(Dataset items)
******************************

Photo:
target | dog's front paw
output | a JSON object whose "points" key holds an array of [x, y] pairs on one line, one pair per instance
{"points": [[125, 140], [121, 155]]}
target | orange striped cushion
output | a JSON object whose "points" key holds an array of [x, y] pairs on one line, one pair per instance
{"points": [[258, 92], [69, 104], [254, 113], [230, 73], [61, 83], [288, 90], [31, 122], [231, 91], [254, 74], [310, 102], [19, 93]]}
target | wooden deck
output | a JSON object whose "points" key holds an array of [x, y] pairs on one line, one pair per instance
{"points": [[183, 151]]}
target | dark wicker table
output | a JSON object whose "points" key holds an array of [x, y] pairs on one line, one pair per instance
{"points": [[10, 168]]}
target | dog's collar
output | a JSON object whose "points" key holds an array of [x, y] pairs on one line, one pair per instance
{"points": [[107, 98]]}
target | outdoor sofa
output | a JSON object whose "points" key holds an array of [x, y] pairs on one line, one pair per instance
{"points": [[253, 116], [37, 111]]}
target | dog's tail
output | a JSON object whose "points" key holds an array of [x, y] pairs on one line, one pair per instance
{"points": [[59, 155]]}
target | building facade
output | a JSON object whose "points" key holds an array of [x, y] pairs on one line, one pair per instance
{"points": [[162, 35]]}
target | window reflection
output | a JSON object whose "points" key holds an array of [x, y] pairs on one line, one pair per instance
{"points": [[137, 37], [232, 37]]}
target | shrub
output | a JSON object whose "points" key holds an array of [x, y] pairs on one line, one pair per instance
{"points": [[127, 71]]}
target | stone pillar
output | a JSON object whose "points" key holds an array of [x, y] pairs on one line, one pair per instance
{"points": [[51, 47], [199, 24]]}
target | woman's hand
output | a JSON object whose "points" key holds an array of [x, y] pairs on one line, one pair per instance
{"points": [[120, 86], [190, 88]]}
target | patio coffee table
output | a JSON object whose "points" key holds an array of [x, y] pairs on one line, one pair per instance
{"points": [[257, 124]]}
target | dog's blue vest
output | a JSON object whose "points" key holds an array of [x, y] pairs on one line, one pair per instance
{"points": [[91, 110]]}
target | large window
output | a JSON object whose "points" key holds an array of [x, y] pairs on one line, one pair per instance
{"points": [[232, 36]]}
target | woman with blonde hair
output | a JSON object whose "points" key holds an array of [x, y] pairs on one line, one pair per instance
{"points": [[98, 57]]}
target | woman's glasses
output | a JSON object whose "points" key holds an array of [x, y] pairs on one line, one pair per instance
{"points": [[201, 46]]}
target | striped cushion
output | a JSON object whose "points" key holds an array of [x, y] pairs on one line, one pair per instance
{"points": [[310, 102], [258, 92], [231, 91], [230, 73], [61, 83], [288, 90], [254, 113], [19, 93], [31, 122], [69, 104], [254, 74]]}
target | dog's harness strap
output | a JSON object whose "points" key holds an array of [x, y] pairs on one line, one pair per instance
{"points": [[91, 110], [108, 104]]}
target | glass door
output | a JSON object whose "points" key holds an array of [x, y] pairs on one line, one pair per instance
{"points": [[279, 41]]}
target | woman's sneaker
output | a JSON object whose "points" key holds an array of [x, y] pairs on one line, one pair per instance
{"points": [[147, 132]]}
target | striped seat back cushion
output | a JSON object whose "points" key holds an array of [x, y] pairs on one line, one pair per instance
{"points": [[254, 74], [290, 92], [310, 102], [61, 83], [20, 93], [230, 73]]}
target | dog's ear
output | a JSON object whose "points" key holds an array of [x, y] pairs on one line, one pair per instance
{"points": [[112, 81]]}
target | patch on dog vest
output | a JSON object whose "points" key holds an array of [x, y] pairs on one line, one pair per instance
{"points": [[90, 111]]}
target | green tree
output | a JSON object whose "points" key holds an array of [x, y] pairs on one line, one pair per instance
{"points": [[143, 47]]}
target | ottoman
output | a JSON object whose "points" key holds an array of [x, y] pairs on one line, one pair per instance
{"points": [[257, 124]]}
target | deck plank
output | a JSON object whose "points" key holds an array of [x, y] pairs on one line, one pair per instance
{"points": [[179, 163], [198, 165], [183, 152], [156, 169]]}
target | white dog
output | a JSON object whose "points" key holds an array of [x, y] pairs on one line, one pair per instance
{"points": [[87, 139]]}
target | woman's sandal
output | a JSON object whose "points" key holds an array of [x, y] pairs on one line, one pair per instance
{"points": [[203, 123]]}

******************************

◆ Work item: Beginning with the top line of the data above, output every line exactly until the one that contains "target | dog's tail", and include that one too.

◆ Output for this exercise:
Photo:
target | dog's front paw
output | a JSON object whose "points" key holds an array of [x, y] pairs on one line, one pair per instance
{"points": [[125, 140], [121, 155]]}
target | orange striped cushion
output | a JSON object whose "points" key holds an array of [x, y] pairs on one line, one pair per instance
{"points": [[258, 92], [69, 104], [254, 113], [230, 73], [61, 83], [288, 90], [31, 122], [231, 91], [254, 74], [310, 102], [19, 93]]}
target | wooden deck
output | a JSON object whose "points" key holds an array of [x, y] pairs on one line, one pair per instance
{"points": [[183, 151]]}
target | dark wicker table
output | a JSON object whose "points" key holds an array of [x, y] pairs on one line, one pair per instance
{"points": [[10, 168]]}
target | dog's collar
output | a JSON object whose "points" key holds an array of [x, y] pairs on one line, one pair per instance
{"points": [[107, 98]]}
target | outdoor sofa
output | a JSON object whose "points" key holds an array of [x, y] pairs on one line, one pair per instance
{"points": [[253, 116], [37, 111]]}
target | dog's tail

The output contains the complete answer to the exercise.